▸ **Aufgabenübersicht**:
1. Welches Recht hat die menschliche Person nach der im Beitrag über Syllabus und Religionsfreiheit zitierten Erklärung des Konzils?
2. Gib den Abschnitt des Beitrags über Syllabus und Religionsfreiheit, beginnend mit "Dignitatis Humanæ hat" und weiter bis einschließlich "Gewissen zu handeln.", erneut wieder und tausche dabei "Zwang" gegen "Druck" aus.
3. Führe den Beitrag über Syllabus und Religionsfreiheit im Anschluss an seinen letzten Satz weiter.

▸ **Vorliegender Textauszug**:
@Marion:
Es ist unmöglich eine verbindliche Lehre, also eine bereits gefundene und bestätigte Wahrheit zu ändern! Falls dies sich irgendwann ein Papst anmaßen sollte, weiß jeder, daß er kein Papst ist. Das ist aber nicht geschehen.
Ein typischer Anwendungsfall von Palmström's Axiom:
"Weil, so schloß er messerscharf / Nicht sein kann, was nicht sein darf!"
Ich ersuche, die beiden Texte unvoreingenommen zu lesen:
Syllabus errorum hat geschrieben:
<Da der Syllabus nicht positiv lehrt, sondern nur angebliche Irrlehren verwirft, ist zu ergänzen: "Es ist ein den Lehren der RKK widersprechender Irrtum, zu lehren ...">77. In unserer Zeit ist es nicht mehr denkbar, daß die katholische Religion als einzige Staatsreligion anerkannt und alle anderen Arten der Gottesverehrung ausgeschlossen werden" — "78. Es ist daher lobenswert, in gewissen katholischen Ländern, den Einwanderern gesetzlich die öffentliche Ausübung ihres Kultes zu garantieren"
Oder positiv umformuliert: "Es ist Lehre der RKK, daß auch heutzutage die RKK als einzige Staatsreligion anerkannt wird und alle anderen Arten der Gottesverehrung ausgeschlossen werden. Es ist zu verurteilen, in gewissen katholischen Ländern den Einwanderern gesetzlich die öffentliche Ausübung ihres Kultes zu garantieren"
Dignitatis Humanæ hat geschrieben:Das Vatikanische Konzil erklärt, daß die menschliche Person das Recht auf religiöse Freiheit hat. Diese Freiheit besteht darin, daß alle Menschen frei sein müssen von jedem Zwang sowohl von seiten Einzelner wie gesellschaftlicher Gruppen, wie jeglicher menschlichen Gewalt, so daß in religiösen Dingen niemand gezwungen wird, gegen sein Gewissen zu handeln, noch daran gehindert wird, privat und öffentlich, als einzelner oder in Verbindung mit anderen - innerhalb der gebührenden Grenzen - nach seinem Gewissen zu handeln.

▸ **Bereitgestellte Datensätze**:

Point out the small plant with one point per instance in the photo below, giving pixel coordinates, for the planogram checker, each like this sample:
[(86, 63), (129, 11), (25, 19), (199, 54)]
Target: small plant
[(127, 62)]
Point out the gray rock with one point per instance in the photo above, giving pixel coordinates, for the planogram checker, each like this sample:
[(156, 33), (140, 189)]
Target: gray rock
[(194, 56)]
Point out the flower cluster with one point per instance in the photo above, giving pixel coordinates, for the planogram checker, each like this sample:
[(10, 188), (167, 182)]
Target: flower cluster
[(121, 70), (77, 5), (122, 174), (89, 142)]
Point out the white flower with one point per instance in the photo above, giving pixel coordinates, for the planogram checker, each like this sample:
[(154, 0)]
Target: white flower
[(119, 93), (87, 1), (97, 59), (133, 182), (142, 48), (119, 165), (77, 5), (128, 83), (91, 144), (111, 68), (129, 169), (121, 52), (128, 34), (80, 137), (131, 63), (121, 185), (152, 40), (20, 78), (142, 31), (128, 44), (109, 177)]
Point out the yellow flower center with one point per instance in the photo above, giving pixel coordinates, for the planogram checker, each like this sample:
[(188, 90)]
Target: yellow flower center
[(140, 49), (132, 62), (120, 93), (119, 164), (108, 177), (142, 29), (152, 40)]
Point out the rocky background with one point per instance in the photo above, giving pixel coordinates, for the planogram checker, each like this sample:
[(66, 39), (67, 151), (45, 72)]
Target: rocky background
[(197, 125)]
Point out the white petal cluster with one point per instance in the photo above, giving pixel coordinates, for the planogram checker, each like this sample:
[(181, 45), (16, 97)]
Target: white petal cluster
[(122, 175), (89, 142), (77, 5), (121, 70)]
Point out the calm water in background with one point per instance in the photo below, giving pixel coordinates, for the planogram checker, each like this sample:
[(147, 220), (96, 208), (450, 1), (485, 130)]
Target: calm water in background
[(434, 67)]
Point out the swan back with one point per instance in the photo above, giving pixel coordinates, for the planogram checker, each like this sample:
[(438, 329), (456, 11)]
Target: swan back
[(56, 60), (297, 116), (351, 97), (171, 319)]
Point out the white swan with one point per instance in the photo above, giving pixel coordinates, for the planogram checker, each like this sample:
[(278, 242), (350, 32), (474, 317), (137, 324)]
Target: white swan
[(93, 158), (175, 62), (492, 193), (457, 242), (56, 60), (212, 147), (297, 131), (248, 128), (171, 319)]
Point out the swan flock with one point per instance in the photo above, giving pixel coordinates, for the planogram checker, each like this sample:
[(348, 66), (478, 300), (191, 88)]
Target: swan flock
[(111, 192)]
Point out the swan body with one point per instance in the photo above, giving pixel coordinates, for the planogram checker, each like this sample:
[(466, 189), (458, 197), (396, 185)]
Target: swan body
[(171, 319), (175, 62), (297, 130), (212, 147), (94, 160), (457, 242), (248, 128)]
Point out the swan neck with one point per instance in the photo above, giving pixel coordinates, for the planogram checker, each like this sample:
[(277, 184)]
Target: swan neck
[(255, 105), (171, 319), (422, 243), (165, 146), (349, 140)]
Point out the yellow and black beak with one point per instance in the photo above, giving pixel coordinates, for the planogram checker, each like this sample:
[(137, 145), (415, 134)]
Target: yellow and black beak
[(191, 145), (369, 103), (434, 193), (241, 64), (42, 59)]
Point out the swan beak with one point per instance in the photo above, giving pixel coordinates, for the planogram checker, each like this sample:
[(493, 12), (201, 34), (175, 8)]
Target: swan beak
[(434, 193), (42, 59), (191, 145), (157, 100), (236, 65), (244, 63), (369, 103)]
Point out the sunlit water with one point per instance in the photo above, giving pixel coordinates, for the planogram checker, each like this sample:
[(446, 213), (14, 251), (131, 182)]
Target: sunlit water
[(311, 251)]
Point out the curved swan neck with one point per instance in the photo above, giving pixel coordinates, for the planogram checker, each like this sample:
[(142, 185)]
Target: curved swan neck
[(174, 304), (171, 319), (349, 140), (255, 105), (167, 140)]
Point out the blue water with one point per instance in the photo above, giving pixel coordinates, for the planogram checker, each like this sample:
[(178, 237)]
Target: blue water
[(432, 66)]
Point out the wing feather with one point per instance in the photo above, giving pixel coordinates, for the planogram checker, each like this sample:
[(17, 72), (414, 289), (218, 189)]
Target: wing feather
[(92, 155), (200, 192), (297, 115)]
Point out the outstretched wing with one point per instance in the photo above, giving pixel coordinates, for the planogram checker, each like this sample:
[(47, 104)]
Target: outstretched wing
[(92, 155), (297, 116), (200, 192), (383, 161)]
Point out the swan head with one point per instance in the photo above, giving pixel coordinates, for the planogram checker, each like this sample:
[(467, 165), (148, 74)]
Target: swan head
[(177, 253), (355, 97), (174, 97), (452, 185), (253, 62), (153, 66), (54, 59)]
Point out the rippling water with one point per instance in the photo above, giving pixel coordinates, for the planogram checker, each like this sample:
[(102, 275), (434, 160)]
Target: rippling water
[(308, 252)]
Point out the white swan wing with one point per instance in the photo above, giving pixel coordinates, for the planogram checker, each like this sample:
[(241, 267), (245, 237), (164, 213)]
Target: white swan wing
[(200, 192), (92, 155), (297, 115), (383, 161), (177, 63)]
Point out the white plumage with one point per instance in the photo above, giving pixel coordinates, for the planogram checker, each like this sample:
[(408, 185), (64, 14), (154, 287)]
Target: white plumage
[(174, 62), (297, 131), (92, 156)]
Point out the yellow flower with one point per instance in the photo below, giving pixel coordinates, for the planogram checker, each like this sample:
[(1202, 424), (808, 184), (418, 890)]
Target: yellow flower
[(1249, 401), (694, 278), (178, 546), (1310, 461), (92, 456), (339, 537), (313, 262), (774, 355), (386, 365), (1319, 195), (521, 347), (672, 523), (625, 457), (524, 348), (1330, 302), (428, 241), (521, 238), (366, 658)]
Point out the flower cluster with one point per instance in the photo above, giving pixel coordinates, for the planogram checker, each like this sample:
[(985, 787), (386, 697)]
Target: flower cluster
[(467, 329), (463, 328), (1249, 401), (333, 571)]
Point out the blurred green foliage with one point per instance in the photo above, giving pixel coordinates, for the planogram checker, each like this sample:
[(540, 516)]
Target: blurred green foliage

▸ **Erwartete Lösungen**:
1. Das Recht auf religiöse Freiheit.

2.
Dignitatis Humanæ hat geschrieben:Das Vatikanische Konzil erklärt, daß die menschliche Person das Recht auf religiöse Freiheit hat. Diese Freiheit besteht darin, daß alle Menschen frei sein müssen von jedem Druck sowohl von seiten Einzelner wie gesellschaftlicher Gruppen, wie jeglicher menschlichen Gewalt, so daß in religiösen Dingen niemand gezwungen wird, gegen sein Gewissen zu handeln, noch daran gehindert wird, privat und öffentlich, als einzelner oder in Verbindung mit anderen - innerhalb der gebührenden Grenzen - nach seinem Gewissen zu handeln.

3.
Das ist exakt das Gegenteil von vorhin, mithin also eine neue Lehre
(was denn sonst!)
Ihr (oder von einem hier postenden 150%-Katholiken) fast todsicher kommender Einwand: "Aber es ist keine vom unfehlbaren Lehramt als Dogma
de fide definierte Lehre und in dem Zusammenhang daher wurscht!" ist entbehrlich, da sowohl Syllabus, als auch eine Konzilsdekret jedenfalls als lehramtliche Äußerungen des
ordentlichen Lehramtes von jedem Katholiken angenommen werden müssen. Und zwar nicht nur mit Vorbehalt (vgl. "silentium obsequosum" im Jansenistenstreit), sondern mit voller Überzeugung (können Sie in jedem Dogmatiklehrbuch nachlesen). Beide Texte sind nicht auf der Verbindlichkeitsebene eines "Wort zum Sonntag"-Geplauderes des Fernsehpfarrers angesiedelt, sondern "erste Sahne" aus dem Mund des Papstes bzw. eines Konzils.